The Relationship of Motivators and Barriers to Exercise Adherence in the Older Adult at an Assisted Living Facility

Thursday, 15 July 2010: 3:45 PM

Maureen, C. Roller, DNP, ANP-BC
School of Nursing, Adelphi University, Garden City, NY

Learning Objective 1: understand the relationship of motivators and barriers to exercise adherence in the older adult at an assisted living facility.

Learning Objective 2: understand the variables of adherence of the older adult an exercise program during a 12-week period.


According to the Centers for Disease Control and Prevention (CDC), falling is a frequent occurrence in older adults above the age of 65 (Stevens, 2007). Promoting regular exercise in older adults has important health implications related to fall prevention. Assisting this population to adhere to an exercise program can help to prevent disability and disease, maintain and improve function and improve quality of life (Resnick, 2001). Exercise is a health behavior promoting well-being and is a mandate of Healthy People 2010.

The purpose of this descriptive, correlation study was to examine the relationship between motivators and barriers to exercise adherence in older adults at an assisted living facility during a 12-week period.

▶ Parts of the exercise
**A)** Render this sentence from the exercise adherence abstract in Spanish: "Promoting regular exercise in older adults has important health implications related to fall prevention."
**B)** Output everything in the exercise adherence abstract from "Thursday, 15 July" down to "program during a 12-week period.", with no changes.

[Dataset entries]
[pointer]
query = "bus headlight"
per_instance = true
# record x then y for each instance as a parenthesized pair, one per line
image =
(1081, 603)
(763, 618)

==

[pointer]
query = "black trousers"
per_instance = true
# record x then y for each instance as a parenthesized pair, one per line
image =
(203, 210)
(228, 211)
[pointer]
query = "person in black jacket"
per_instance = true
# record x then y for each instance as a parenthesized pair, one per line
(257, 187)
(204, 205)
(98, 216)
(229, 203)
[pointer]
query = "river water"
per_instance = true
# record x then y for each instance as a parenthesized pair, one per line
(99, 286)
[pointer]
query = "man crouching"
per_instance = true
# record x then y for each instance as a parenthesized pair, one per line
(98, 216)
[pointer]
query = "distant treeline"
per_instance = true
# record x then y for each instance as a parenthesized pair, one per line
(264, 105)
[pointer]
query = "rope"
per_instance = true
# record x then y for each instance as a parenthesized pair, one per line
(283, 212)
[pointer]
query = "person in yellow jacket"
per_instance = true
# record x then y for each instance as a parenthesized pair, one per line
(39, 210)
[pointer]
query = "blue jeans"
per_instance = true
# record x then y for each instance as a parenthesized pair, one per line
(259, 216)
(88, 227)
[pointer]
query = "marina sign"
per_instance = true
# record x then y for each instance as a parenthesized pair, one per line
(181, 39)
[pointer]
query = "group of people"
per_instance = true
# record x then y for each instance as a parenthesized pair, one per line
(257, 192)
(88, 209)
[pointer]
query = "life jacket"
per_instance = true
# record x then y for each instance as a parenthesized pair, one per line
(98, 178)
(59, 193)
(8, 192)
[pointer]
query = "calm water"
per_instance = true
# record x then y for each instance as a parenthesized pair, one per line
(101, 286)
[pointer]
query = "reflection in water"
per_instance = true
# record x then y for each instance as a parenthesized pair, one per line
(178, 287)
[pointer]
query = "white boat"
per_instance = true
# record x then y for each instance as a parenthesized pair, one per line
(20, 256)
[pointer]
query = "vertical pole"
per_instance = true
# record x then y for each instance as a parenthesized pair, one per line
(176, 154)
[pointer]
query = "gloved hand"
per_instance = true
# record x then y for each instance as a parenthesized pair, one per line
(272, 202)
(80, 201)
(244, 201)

▶ Results for each task
**A)** Promover el ejercicio regular en los adultos mayores tiene importantes implicaciones para la salud relacionadas con la prevención de caídas.

**B)**
Thursday, 15 July 2010: 3:45 PM

Maureen, C. Roller, DNP, ANP-BC
School of Nursing, Adelphi University, Garden City, NY

Learning Objective 1: understand the relationship of motivators and barriers to exercise adherence in the older adult at an assisted living facility.

Learning Objective 2: understand the variables of adherence of the older adult an exercise program during a 12-week period.